==== Source material ====

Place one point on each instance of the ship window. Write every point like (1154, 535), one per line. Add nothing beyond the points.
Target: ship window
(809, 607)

====
==== Source material ====

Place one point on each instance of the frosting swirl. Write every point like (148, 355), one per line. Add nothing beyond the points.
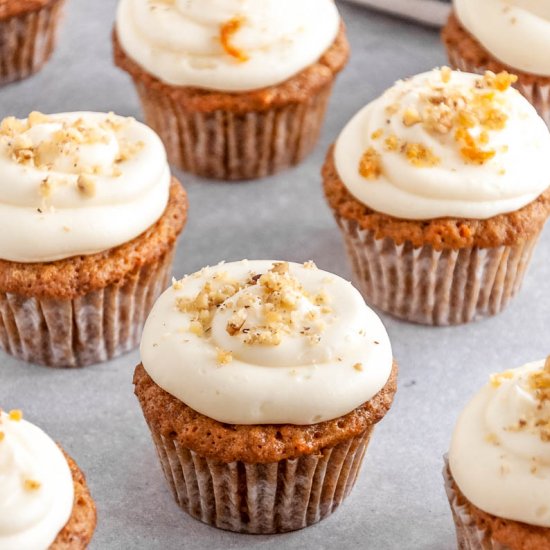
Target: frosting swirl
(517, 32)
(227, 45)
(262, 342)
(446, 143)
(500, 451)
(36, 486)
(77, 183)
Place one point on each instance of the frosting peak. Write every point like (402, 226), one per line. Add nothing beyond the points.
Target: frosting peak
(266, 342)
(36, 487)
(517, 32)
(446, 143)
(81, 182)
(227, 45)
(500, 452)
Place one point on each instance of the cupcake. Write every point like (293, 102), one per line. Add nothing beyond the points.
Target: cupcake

====
==== Source material ====

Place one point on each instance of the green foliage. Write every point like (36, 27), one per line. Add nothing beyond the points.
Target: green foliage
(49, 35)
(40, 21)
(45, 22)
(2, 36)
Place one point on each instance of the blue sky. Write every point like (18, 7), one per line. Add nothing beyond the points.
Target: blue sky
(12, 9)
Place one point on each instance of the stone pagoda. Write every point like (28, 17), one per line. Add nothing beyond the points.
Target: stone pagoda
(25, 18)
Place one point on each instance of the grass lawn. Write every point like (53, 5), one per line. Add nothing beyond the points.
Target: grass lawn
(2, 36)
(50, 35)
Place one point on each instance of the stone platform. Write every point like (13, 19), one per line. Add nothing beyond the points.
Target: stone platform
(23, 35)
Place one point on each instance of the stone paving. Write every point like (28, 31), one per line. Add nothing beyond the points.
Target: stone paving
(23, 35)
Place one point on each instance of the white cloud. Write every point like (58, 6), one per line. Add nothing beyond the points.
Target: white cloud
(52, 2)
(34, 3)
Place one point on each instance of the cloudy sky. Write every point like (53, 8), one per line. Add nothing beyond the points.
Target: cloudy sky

====

Select and copy every line above that contains the string "frosting".

Place one point on each instance of the frosting swirl. Write every point like (148, 355), one per line. Add nothing beyond the points.
Target: frosting swirl
Place one point on each instance of the frosting peak. Write every point like (402, 226), one per line. Add nothing beyond the points.
Target: frosting peak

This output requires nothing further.